In the listing below, find every line containing "shirt" and copy it out.

(Beginning of Given data)

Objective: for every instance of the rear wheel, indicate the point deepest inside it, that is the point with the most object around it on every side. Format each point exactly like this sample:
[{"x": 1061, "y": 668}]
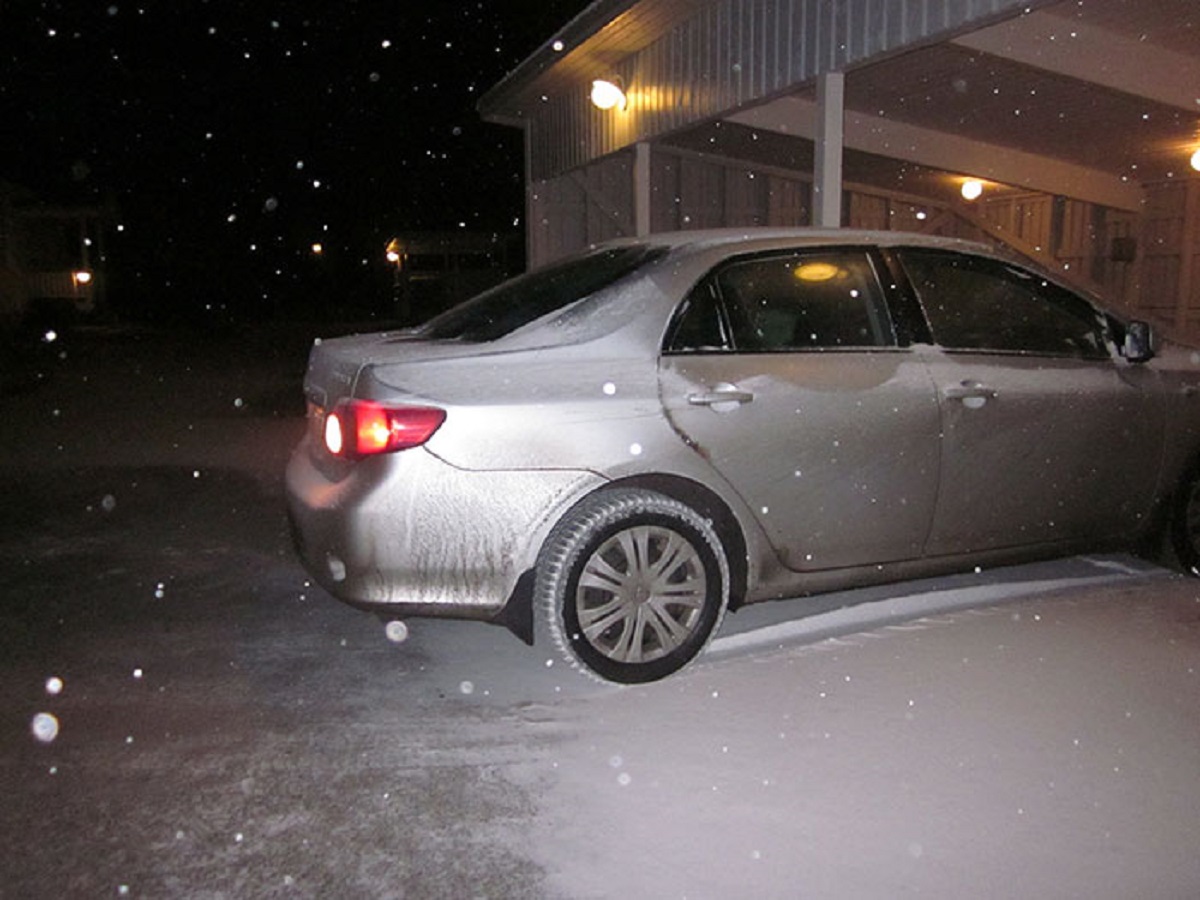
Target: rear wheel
[{"x": 633, "y": 585}]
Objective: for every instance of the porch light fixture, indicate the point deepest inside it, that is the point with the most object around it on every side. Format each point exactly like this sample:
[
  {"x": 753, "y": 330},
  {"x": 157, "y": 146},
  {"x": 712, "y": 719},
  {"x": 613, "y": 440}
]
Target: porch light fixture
[{"x": 609, "y": 94}]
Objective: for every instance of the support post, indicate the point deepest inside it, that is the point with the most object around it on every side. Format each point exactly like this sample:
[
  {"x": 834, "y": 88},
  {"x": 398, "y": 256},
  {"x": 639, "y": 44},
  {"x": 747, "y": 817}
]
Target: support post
[
  {"x": 641, "y": 189},
  {"x": 829, "y": 141}
]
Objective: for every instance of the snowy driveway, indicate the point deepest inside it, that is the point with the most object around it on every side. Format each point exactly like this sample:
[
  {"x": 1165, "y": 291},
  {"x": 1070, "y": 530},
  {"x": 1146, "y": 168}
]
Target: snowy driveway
[{"x": 226, "y": 730}]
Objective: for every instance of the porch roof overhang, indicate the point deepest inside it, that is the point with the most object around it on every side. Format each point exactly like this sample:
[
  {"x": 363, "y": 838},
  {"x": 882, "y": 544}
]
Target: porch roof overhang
[{"x": 1090, "y": 100}]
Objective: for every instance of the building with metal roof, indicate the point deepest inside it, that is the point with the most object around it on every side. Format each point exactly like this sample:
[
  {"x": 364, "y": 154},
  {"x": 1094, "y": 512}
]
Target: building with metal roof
[{"x": 1078, "y": 121}]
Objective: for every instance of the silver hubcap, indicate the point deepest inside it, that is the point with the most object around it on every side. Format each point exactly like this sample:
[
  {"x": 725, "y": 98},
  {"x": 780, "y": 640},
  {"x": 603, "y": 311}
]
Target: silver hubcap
[{"x": 641, "y": 593}]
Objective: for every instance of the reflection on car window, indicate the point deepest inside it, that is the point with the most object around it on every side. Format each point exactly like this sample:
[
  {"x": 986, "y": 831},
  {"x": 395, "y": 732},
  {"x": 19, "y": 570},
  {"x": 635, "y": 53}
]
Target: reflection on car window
[
  {"x": 527, "y": 298},
  {"x": 988, "y": 305},
  {"x": 796, "y": 301}
]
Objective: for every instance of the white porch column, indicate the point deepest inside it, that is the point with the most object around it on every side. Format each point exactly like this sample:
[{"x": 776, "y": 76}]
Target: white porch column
[
  {"x": 641, "y": 189},
  {"x": 829, "y": 139}
]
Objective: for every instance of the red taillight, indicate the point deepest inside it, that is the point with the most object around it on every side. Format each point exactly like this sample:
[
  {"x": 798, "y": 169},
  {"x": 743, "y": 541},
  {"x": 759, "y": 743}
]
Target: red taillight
[{"x": 363, "y": 427}]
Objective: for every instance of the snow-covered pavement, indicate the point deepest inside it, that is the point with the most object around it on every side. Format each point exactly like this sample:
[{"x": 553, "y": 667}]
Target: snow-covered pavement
[{"x": 220, "y": 727}]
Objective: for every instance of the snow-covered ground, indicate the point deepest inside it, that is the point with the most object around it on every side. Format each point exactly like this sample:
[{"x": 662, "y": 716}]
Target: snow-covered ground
[{"x": 227, "y": 730}]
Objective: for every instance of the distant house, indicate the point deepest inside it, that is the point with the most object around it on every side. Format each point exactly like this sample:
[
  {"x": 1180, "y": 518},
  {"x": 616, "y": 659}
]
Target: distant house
[{"x": 49, "y": 258}]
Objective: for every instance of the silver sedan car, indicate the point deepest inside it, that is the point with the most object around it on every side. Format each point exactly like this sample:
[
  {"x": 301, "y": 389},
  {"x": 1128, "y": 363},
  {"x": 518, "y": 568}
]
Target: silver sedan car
[{"x": 615, "y": 450}]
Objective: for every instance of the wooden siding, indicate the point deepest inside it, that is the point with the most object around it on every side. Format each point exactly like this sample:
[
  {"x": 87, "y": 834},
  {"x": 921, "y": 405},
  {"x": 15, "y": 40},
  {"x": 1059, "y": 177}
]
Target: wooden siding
[
  {"x": 1147, "y": 267},
  {"x": 730, "y": 53}
]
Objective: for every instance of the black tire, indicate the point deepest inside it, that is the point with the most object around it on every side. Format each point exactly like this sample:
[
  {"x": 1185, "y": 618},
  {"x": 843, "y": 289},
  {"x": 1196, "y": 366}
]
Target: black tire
[
  {"x": 631, "y": 585},
  {"x": 1186, "y": 522}
]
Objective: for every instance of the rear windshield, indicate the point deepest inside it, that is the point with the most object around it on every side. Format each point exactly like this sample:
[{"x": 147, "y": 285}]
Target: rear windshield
[{"x": 527, "y": 298}]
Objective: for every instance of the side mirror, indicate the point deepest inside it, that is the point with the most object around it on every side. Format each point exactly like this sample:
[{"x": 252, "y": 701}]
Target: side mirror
[{"x": 1139, "y": 342}]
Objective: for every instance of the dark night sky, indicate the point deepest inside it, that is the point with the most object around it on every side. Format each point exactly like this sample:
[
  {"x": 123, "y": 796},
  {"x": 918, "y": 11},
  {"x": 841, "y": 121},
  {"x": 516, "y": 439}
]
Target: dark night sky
[{"x": 233, "y": 135}]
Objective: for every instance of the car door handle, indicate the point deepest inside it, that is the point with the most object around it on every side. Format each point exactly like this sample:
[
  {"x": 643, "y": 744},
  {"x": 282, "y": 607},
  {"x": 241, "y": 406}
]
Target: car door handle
[
  {"x": 720, "y": 394},
  {"x": 970, "y": 391}
]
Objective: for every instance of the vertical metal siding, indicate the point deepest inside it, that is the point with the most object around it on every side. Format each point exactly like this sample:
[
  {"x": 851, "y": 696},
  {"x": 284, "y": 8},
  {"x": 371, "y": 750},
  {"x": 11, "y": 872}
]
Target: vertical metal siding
[{"x": 731, "y": 53}]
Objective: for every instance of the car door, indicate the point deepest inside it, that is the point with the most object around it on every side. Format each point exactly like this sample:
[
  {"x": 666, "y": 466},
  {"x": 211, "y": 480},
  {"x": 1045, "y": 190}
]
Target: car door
[
  {"x": 784, "y": 371},
  {"x": 1048, "y": 435}
]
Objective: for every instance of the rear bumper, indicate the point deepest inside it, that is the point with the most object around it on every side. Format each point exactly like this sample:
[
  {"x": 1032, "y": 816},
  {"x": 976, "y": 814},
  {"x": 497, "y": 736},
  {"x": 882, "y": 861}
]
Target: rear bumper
[{"x": 408, "y": 534}]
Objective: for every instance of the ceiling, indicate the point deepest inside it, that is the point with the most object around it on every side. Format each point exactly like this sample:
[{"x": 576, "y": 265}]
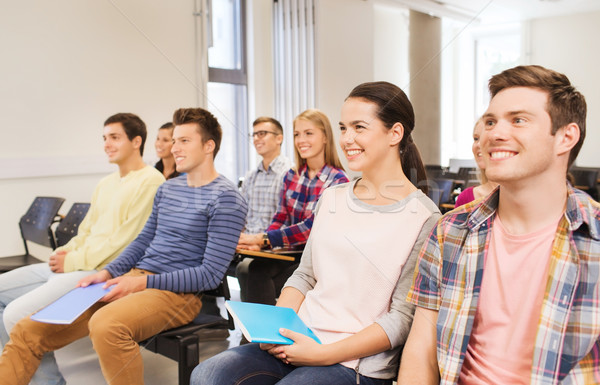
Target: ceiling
[{"x": 501, "y": 11}]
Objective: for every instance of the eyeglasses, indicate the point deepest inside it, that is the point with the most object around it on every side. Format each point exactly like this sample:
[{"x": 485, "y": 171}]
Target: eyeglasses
[{"x": 261, "y": 134}]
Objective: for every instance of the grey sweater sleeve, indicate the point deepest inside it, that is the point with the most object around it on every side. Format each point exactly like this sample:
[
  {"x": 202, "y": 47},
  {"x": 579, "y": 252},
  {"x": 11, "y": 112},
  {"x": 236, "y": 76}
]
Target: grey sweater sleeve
[{"x": 397, "y": 321}]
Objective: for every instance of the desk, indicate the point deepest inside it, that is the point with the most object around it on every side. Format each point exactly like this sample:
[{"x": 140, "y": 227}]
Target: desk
[{"x": 282, "y": 255}]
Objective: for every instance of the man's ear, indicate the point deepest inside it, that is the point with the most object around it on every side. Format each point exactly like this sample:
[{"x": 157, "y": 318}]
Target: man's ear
[
  {"x": 137, "y": 142},
  {"x": 567, "y": 136},
  {"x": 396, "y": 134},
  {"x": 209, "y": 146}
]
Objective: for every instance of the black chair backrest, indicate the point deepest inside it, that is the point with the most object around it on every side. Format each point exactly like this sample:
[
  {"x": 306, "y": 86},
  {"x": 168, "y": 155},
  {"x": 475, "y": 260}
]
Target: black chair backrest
[
  {"x": 435, "y": 171},
  {"x": 36, "y": 224},
  {"x": 435, "y": 194},
  {"x": 586, "y": 179},
  {"x": 445, "y": 185},
  {"x": 466, "y": 174},
  {"x": 68, "y": 226}
]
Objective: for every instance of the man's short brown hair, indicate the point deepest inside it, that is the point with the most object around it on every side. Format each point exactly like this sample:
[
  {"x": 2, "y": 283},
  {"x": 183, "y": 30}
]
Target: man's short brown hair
[
  {"x": 132, "y": 125},
  {"x": 565, "y": 104},
  {"x": 208, "y": 125},
  {"x": 273, "y": 121}
]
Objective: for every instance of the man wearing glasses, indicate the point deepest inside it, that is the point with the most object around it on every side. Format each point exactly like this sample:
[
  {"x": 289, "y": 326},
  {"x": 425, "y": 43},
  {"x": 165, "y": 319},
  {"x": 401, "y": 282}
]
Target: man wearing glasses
[{"x": 262, "y": 186}]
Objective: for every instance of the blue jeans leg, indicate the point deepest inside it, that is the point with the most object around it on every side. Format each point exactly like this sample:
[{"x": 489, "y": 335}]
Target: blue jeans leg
[
  {"x": 326, "y": 375},
  {"x": 246, "y": 364}
]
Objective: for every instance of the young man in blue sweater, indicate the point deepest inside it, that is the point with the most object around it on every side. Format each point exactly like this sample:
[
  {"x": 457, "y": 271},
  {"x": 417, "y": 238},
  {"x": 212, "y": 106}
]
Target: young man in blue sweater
[{"x": 183, "y": 250}]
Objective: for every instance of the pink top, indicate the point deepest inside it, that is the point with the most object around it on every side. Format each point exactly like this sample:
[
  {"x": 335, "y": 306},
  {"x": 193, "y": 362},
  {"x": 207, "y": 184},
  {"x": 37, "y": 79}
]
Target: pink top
[
  {"x": 500, "y": 350},
  {"x": 466, "y": 196}
]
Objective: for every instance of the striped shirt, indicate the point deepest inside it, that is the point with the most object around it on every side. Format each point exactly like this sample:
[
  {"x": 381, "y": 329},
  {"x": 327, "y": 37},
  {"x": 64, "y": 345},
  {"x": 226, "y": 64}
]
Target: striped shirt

(End of Given data)

▶ **Solution below**
Objective: for every instance of the striped shirt, indicate the point deepest inside it, that is the point with the most object around it on every side. Format each point exactly like this sample:
Target: striped shirt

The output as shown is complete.